Heritage is an embodiment of a
past we wish to take into our future without losing the benefits of a changing
present. It defines not only a sense of belonging, it makes the past a form of
the present and an abstraction of what a future will look like with us as a
presence of the past which is a present we are living in now. Like its adjunct
tradition, it creates and reorders our background of permanence. It assists us
to transmit the merits of the past to modern-day originality. Such a background anchors the values with
which a society can be normed.
The ANC conference, as the single
most event that makes it possible for society to ‘rethink the dispersion of history
in the form of the same’, is in itself a heritage site not only for its members
but observers of how a democratic process unfolds. It will be displaying how
far can the will of its members be respected and/or manipulated as well as
disregarded. This display will unfortunately add a layer that sediments upon
existing ones constituting that heritage. A heritage that has enabled members
to pursue without discontinuity the endless search for its original values.
The Heritage character of the
conference is one element of ANCness that has made it go through most of its challenges
over the years. It has in fact become convention for ANC members to almost and
in a faith-based manner subject all doubts that they have about their
organisation to its conference. The conference is a meeting where the ANC
congregates every five years to find itself, refine its strategic pathways,
define new policy trajectories, reconfirm its strategy and tactics and elect
from amongst its members in good standing new leadership. Treated like a
pilgrimage for its polyvalent ideologues to create a consensus without a gluing
ideology, the conference has become mythical and somewhat ‘spiritualized’.

○ ○ ○ ○ ○ ○ ○

● **PROBLEM DESCRIPTION**:
Answer these questions on the passage about heritage and the ANC conference.
(a) What does the passage name as the adjunct of heritage?
(b) How often does the ANC congregate for its conference?
(c) From among whom does the conference elect new leadership?

● **DATA SEGMENT**:

○ ○ ○ ○ ○ ○ ○

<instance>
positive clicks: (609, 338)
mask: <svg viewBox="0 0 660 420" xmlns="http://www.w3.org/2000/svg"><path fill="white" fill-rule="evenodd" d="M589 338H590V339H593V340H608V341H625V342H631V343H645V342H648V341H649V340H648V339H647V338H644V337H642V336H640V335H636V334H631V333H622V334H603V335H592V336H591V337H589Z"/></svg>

○ ○ ○ ○ ○ ○ ○

● **SOLUTION TO THIS PROBLEM**:
(a) Tradition.
(b) Every five years.
(c) From among its members in good standing.